GIVEN REQUEST: Working from the entries that follow, transcribe exactly and only the lines from the one with "Point out the man's dark" through the last, pictures excluded.

TASK DATA:
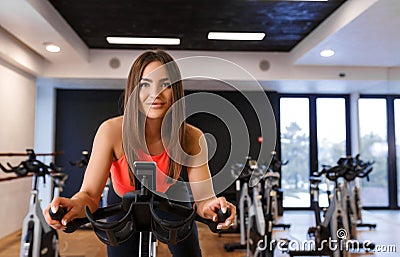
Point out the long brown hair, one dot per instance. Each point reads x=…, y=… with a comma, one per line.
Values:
x=175, y=119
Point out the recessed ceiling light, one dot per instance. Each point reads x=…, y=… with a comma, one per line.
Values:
x=143, y=41
x=327, y=53
x=236, y=35
x=51, y=47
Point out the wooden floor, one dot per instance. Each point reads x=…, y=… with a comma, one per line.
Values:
x=84, y=243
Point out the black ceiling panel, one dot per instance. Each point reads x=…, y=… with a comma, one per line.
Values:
x=285, y=23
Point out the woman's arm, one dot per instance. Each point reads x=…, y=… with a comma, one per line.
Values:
x=95, y=177
x=200, y=180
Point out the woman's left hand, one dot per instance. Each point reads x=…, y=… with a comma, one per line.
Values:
x=208, y=210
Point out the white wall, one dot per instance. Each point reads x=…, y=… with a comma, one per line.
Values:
x=17, y=118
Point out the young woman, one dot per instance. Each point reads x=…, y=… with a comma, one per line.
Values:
x=154, y=130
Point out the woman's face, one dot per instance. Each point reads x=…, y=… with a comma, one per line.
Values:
x=155, y=93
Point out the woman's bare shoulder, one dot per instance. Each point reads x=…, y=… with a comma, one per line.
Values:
x=111, y=127
x=192, y=138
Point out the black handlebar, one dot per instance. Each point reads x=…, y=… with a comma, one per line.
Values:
x=348, y=168
x=129, y=207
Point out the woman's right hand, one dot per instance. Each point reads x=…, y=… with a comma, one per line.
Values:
x=74, y=208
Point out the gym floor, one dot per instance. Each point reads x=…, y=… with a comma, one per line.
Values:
x=84, y=243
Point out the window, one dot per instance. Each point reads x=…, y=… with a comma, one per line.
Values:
x=374, y=147
x=331, y=136
x=295, y=147
x=397, y=134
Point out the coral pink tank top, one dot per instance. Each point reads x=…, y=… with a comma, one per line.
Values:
x=120, y=176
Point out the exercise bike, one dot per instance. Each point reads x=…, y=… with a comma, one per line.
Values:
x=255, y=223
x=82, y=163
x=142, y=212
x=38, y=238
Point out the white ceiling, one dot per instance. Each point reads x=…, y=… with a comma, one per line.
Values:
x=365, y=35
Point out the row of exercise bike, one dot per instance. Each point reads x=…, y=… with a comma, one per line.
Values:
x=139, y=210
x=259, y=204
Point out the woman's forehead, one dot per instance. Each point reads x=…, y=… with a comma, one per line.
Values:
x=155, y=70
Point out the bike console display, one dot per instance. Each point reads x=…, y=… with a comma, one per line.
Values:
x=145, y=175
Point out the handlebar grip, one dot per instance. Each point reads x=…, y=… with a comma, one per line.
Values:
x=75, y=224
x=59, y=213
x=213, y=225
x=72, y=225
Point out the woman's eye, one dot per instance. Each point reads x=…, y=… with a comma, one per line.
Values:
x=144, y=84
x=166, y=84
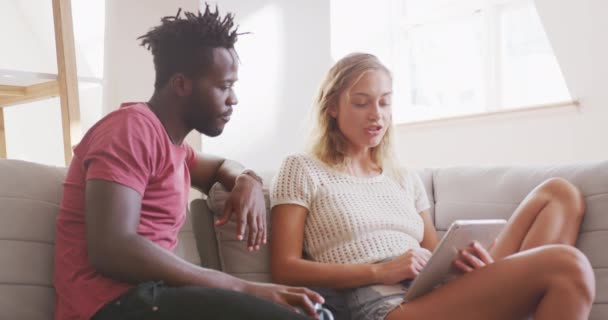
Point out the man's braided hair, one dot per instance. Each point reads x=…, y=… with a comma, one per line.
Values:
x=184, y=44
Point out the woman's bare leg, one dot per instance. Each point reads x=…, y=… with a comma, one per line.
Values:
x=550, y=214
x=550, y=282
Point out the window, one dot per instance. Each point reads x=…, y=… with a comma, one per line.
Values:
x=454, y=57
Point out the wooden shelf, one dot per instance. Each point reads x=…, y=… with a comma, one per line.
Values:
x=18, y=87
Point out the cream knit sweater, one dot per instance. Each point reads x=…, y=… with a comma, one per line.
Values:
x=352, y=219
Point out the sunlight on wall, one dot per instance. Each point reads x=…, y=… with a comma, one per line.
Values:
x=255, y=117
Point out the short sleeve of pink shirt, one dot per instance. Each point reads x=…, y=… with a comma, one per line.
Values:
x=127, y=151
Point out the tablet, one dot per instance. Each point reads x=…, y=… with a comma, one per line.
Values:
x=461, y=233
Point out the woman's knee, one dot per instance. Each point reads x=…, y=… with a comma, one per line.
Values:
x=568, y=267
x=566, y=193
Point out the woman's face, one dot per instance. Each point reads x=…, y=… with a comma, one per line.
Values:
x=364, y=111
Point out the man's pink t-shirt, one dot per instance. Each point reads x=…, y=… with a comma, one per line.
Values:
x=131, y=147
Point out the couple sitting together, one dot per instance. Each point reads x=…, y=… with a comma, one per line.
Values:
x=361, y=220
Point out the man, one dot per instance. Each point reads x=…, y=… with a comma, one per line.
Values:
x=126, y=192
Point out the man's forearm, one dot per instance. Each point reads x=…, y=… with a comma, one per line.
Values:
x=135, y=259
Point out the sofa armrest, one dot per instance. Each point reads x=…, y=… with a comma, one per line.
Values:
x=206, y=241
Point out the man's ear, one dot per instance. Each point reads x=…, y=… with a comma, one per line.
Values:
x=181, y=85
x=333, y=111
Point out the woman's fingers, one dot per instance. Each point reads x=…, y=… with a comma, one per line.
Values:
x=482, y=253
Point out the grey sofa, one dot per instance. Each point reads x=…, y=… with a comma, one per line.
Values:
x=30, y=195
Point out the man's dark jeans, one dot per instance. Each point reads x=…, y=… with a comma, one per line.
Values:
x=156, y=301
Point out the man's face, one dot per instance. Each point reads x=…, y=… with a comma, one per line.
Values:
x=210, y=105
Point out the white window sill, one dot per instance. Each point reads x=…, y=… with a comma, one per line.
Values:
x=573, y=104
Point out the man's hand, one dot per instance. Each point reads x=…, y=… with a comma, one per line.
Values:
x=246, y=202
x=293, y=297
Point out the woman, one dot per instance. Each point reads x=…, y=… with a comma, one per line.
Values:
x=364, y=225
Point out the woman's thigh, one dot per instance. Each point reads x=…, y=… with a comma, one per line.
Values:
x=507, y=289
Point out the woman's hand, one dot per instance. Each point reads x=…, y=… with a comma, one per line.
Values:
x=296, y=298
x=406, y=266
x=473, y=257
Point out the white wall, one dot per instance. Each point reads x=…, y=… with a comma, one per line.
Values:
x=277, y=86
x=33, y=130
x=577, y=30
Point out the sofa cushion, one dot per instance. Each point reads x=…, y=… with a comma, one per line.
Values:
x=495, y=192
x=234, y=258
x=29, y=202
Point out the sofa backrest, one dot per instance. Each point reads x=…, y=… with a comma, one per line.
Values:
x=29, y=203
x=454, y=193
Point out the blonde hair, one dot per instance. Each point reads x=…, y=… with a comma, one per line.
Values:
x=328, y=143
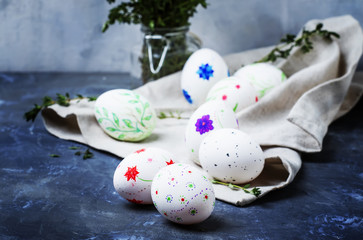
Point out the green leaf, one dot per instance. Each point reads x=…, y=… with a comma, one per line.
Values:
x=128, y=123
x=247, y=185
x=111, y=129
x=147, y=118
x=115, y=118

TASK RESPONSE:
Point out the man's dark jeans, one dot per instance. Each point reads x=…, y=… with a comma, one per line.
Values:
x=156, y=301
Point out the man's face, one dot per instance. Each point reads x=…, y=… with a comma, one per line.
Values:
x=210, y=105
Point out the white window sill, one dot per instance. Each point reads x=…, y=… with a comma, one per line.
Values:
x=573, y=104
Point out the man's hand, one dot per instance. Each point reads x=…, y=… with a comma, one per line.
Values:
x=246, y=202
x=293, y=297
Point out the woman, one dot per instance. Each point reads x=…, y=… with a comma, one per line.
Values:
x=364, y=225
Point out the woman's thigh, one dot per instance. Each point reads x=…, y=… with a comma, one per line.
Values:
x=507, y=289
Point out the woman's hand, one dot per instance. Each point reads x=…, y=… with a comma, one per line.
Values:
x=296, y=298
x=406, y=266
x=473, y=257
Point out the white wall, one dot per instance. Each point reads x=…, y=… with a comma, one per line.
Values:
x=277, y=86
x=33, y=130
x=577, y=30
Point out the sofa cushion, one dot per instance. Each point reads x=…, y=… with a comma, one per line.
Values:
x=495, y=192
x=234, y=258
x=29, y=202
Point out the sofa backrest, one dot per instance. Each point reads x=…, y=… with a comma, one per line.
Values:
x=29, y=203
x=454, y=193
Point out the blonde hair, one dot per instance. Each point reads x=…, y=… with a comma, one per line.
Values:
x=328, y=143
Point out the green leaf, one dot per instance. Each point reads x=…, y=… with a comma, one per line.
Values:
x=128, y=123
x=247, y=185
x=111, y=129
x=147, y=118
x=115, y=118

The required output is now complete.